─── Records provided
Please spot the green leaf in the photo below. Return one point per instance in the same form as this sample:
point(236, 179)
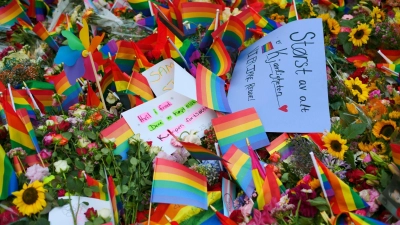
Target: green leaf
point(320, 203)
point(353, 130)
point(67, 135)
point(88, 192)
point(134, 161)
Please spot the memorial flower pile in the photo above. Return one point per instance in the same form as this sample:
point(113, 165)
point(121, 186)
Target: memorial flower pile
point(163, 112)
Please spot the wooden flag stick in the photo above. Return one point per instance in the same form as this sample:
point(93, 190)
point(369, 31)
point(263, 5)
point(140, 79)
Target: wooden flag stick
point(97, 82)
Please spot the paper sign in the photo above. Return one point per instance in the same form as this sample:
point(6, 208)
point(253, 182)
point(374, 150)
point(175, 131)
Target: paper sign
point(161, 76)
point(175, 110)
point(63, 216)
point(283, 76)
──────
What the task requires -
Copy out all of the data above, requests included, but leave out the picture. Add 15 to both coordinates of every answer point, and keep the sample points in the requests as they are.

Answer for the task -
Please spot the green leaf in the photo below. Return one point per instance in the same form as this sample:
point(236, 179)
Target: green leaf
point(335, 218)
point(368, 145)
point(82, 150)
point(103, 207)
point(149, 176)
Please spot the memorial flower pile in the photo above. Return one point per instance in the same form as this sample:
point(113, 165)
point(121, 186)
Target: memorial flower pile
point(178, 127)
Please spot the wooden flag stick in the photo above. Return one point per instance in the same form as this sample:
point(93, 190)
point(369, 31)
point(263, 5)
point(140, 79)
Target: wooden flag stick
point(112, 97)
Please spot the paper sign in the photo above. Return one point per instance in the same form as this sample:
point(6, 208)
point(253, 182)
point(374, 150)
point(175, 131)
Target: paper sign
point(176, 91)
point(190, 125)
point(78, 231)
point(298, 91)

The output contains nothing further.